# New cat seems traumatised!



## annabel1976 (Apr 29, 2014)

So, I brought home my new cat on Friday from a rescue centre and things have not gone so well since!

He is a young cat who was found wandering and taken to the cat rescue centre (so no history know). He had been there just over a week when I saw him and really liked him. 

When I met him he was a little hesitant but let my son and I stroke him and he seemed OK with this. 

So I bring him home Friday and basically I haven't seen him since!....He is in one room with all his toys, litter box and food and he has just been hiding behind the sofa since he got here. I've generally left him alone but he seems to be absolutely terrified!.....he is wedged right in the narrowest end of the sofa facing the wall and just stays in that position all day. He comes out at night to eat (very little) and that's it!!

He has not made a sound, but seems rigid with fear and his breathing is very fast like he's panicking.
━━━━━━━━━━━━━━━━━━━━
COMPLETE THE FOLLOWING
(A) Please duplicate the new-cat post from "# New cat seems" to "and that's it!!".
(B) In one to three sentences, explain why nothing is known of the cat's history, according to the new-cat post.
(C) Write the next part of the new-cat post, starting after its last sentence.
The records that come next are separate material, apart from the new-cat post.
━━━━━━━━━━━━━━━━━━━━
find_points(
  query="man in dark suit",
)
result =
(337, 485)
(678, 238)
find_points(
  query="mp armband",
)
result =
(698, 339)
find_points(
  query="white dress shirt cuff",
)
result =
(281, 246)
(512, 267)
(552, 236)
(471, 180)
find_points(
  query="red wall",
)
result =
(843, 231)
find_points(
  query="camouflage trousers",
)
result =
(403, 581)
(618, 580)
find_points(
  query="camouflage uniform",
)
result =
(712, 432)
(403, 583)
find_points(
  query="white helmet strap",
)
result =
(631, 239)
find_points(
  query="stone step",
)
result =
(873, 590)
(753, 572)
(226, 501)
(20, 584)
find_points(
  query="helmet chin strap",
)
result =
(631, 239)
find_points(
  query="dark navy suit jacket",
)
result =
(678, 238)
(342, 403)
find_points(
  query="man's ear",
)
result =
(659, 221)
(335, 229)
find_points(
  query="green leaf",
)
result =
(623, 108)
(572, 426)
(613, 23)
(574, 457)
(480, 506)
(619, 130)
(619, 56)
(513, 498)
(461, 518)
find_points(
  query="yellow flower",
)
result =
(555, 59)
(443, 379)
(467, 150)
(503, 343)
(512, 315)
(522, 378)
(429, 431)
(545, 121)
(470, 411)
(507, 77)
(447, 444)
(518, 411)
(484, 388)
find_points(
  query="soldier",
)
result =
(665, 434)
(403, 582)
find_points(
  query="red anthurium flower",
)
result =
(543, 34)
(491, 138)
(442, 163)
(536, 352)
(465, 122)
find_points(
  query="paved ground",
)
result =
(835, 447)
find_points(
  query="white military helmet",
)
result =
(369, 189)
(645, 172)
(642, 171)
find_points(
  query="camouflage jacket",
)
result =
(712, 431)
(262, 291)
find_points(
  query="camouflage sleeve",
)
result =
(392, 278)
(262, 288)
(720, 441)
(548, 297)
━━━━━━━━━━━━━━━━━━━━
WRITTEN RESPONSES
(A)
# New cat seems traumatised!



## annabel1976 (Apr 29, 2014)

So, I brought home my new cat on Friday from a rescue centre and things have not gone so well since!

He is a young cat who was found wandering and taken to the cat rescue centre (so no history know). He had been there just over a week when I saw him and really liked him. 

When I met him he was a little hesitant but let my son and I stroke him and he seemed OK with this. 

So I bring him home Friday and basically I haven't seen him since!....He is in one room with all his toys, litter box and food and he has just been hiding behind the sofa since he got here. I've generally left him alone but he seems to be absolutely terrified!.....he is wedged right in the narrowest end of the sofa facing the wall and just stays in that position all day. He comes out at night to eat (very little) and that's it!!

(B) The cat was found wandering and was then taken to a cat rescue centre. Because he came in as a stray, there is no record of his past.

(C)
I'm wandering if he is feral and never been in a home before (he's under a year old)....I've had lots of cats in the past and never experienced this level of fear before.....any advice??


----------



## Scabbers (Jul 26, 2013)

He is in a new territory that is not his own and he is understandable scared.

What i would do is get some feliway. Its a plug in treatment for cats to help keep them calm.It lets of cat pheramones. The mothers produce this to keep kittens calm when blind and deaf. It will last about 4 weeks and may take up to a week to fill your house so dont go opening all the windows lol. Put it in the same room as him and it should work faster to fill that one room and work faster.

Another thing you could try is zylkene which you add to his food which pretty much does the same sort of thing but if he is eating little i would use the feliway.

I have found with timid cats is to not push him. Let him come out in his own time.

Goodluck!


----------



## Sherylina (Sep 17, 2012)

I wouldn't be overly concerned if you have only had him for 2 days.

It is very common for cats (even more confident ones) to not eat, drink or toilet for up to a week after arriving.

You've just got to look at it from his point of view, he has been moved to a strange environment that he has never seen before with lots of new smells, noises, people he doesn't know. He doesn't know that it is safe to come out and wander around.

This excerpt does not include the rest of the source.